> **Task objective**: Locate every line in the items below that contains the string "porch", matching case exactly, and copy each of those lines.
** start of Dataset extract **
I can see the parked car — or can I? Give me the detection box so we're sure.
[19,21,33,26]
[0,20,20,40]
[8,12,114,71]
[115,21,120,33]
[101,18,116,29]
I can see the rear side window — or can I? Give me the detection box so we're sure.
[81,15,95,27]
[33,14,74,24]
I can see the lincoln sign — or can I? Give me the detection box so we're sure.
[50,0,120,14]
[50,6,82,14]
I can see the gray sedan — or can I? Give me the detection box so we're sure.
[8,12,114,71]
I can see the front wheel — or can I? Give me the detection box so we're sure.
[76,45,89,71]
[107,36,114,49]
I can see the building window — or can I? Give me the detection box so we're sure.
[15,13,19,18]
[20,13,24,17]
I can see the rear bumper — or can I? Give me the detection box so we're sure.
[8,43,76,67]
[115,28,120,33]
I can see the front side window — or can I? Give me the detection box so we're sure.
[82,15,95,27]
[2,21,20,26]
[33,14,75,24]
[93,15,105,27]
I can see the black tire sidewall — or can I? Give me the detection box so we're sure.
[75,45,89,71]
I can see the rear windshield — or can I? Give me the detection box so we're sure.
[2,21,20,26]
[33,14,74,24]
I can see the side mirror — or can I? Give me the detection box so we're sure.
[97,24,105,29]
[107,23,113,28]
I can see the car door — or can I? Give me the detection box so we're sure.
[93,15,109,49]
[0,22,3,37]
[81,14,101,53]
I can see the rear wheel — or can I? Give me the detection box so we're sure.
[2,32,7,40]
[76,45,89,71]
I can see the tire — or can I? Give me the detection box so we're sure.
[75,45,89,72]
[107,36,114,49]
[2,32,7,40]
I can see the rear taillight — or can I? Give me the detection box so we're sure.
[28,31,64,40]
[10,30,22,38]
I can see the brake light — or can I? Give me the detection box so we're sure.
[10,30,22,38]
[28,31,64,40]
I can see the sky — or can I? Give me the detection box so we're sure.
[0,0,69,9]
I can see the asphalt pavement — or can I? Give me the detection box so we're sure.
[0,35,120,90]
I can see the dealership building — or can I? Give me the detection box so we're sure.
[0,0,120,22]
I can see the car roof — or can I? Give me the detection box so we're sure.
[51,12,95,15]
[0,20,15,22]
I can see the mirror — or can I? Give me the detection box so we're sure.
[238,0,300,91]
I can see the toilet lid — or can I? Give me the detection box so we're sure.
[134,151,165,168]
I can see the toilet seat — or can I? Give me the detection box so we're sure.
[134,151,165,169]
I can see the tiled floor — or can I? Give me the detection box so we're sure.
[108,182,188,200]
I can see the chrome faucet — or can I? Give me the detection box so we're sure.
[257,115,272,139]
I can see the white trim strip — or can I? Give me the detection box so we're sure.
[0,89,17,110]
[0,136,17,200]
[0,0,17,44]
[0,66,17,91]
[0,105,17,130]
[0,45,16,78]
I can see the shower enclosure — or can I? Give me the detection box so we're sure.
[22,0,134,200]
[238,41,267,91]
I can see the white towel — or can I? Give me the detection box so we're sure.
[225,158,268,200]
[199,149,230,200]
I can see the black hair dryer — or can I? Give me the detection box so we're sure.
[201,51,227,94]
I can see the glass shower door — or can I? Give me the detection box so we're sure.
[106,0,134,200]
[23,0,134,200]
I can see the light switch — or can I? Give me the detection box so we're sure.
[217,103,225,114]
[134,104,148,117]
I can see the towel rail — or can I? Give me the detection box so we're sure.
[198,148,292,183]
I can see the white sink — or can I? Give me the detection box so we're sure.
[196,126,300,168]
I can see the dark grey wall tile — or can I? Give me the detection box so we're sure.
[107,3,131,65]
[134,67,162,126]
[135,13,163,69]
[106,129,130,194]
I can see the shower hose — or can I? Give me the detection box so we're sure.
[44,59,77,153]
** end of Dataset extract **
** start of Dataset extract **
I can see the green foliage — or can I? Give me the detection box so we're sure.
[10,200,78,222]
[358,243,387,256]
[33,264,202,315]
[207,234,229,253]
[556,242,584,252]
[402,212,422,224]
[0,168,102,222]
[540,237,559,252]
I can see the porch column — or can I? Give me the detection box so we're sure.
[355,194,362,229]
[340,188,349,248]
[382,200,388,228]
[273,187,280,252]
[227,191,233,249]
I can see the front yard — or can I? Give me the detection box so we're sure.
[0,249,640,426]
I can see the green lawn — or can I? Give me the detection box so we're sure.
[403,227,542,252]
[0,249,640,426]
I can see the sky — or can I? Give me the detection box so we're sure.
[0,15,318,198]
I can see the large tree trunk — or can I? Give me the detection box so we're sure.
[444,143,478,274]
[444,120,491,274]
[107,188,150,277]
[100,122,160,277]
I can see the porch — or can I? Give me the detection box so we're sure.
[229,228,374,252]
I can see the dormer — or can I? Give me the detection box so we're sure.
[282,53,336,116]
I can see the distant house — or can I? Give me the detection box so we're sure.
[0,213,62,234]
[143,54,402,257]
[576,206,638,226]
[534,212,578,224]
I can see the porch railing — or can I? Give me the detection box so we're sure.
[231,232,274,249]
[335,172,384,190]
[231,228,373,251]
** end of Dataset extract **
** start of Dataset extract **
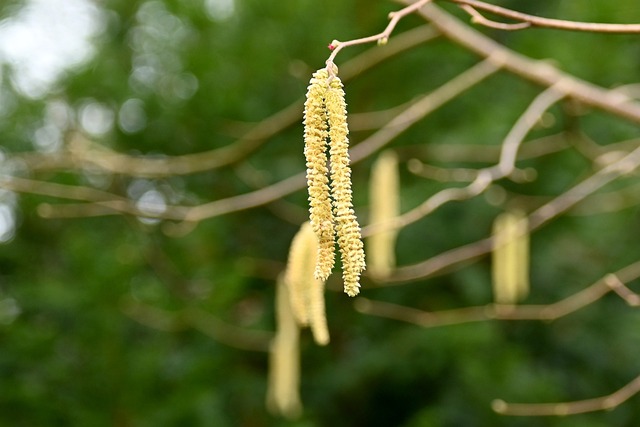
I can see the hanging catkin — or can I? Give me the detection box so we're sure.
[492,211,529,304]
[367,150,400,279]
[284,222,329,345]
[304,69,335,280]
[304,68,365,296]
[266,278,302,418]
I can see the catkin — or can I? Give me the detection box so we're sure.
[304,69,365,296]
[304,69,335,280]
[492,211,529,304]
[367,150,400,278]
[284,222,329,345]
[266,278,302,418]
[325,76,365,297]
** end of Dataset extract **
> **Output for this exercise**:
I can see the porch column — or can I? Give me the detection box so we're sure.
I can see the porch — or can I? Give me the detection box so we're sure.
I can see the porch railing — or can I? Give me the detection box so we're sure.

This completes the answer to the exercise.